### TASK PROMPT
Search the entries for the word "shirt". Copy each line in which it is found.

### ENTRIES PROVIDED
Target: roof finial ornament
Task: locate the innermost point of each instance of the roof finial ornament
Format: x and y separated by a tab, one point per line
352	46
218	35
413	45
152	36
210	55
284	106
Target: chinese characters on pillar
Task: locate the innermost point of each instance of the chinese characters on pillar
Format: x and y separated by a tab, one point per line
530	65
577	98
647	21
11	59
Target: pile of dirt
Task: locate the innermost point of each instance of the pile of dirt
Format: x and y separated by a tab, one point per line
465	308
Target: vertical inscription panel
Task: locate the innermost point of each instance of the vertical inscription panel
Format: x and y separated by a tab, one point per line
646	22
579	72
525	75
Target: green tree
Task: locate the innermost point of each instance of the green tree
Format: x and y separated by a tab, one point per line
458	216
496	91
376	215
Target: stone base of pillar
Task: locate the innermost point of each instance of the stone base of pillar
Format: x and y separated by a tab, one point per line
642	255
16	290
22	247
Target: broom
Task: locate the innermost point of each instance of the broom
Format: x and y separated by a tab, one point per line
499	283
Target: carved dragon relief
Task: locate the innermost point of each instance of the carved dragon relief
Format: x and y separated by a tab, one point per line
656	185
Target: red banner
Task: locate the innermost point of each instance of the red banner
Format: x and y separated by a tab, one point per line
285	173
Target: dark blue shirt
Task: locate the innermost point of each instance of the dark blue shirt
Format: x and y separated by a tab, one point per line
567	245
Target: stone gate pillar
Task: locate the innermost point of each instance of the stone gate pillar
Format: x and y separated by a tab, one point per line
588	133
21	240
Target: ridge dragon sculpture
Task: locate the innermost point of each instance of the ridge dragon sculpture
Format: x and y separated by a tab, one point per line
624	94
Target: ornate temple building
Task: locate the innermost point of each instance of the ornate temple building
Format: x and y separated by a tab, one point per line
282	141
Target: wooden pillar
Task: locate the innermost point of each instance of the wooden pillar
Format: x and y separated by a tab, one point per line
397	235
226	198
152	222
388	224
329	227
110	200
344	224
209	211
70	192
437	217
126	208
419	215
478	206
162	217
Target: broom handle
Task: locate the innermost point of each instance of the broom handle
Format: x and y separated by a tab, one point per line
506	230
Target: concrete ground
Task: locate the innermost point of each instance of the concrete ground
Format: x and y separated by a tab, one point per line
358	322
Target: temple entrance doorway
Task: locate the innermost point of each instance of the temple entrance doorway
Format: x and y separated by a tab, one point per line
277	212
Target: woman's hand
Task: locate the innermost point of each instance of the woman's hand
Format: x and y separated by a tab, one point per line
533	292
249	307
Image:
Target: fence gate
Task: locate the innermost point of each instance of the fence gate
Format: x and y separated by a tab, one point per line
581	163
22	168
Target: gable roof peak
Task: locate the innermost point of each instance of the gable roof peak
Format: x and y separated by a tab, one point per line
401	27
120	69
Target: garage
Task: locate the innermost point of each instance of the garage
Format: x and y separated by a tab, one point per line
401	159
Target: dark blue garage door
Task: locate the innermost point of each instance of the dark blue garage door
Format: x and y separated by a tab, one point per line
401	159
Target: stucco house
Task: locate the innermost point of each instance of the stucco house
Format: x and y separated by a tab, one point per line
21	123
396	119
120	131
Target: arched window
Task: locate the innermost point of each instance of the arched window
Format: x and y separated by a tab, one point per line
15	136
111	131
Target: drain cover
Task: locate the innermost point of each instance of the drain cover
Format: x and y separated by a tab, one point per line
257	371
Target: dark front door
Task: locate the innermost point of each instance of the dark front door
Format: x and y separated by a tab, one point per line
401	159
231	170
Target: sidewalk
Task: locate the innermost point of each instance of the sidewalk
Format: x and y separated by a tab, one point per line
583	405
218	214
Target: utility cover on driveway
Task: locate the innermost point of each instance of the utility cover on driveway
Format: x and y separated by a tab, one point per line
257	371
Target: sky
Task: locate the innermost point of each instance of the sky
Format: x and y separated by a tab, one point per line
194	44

### RESPONSE TO THE TASK
Target: dark blue shirt
Task: locate the innermost point of each instance of the dark blue shirt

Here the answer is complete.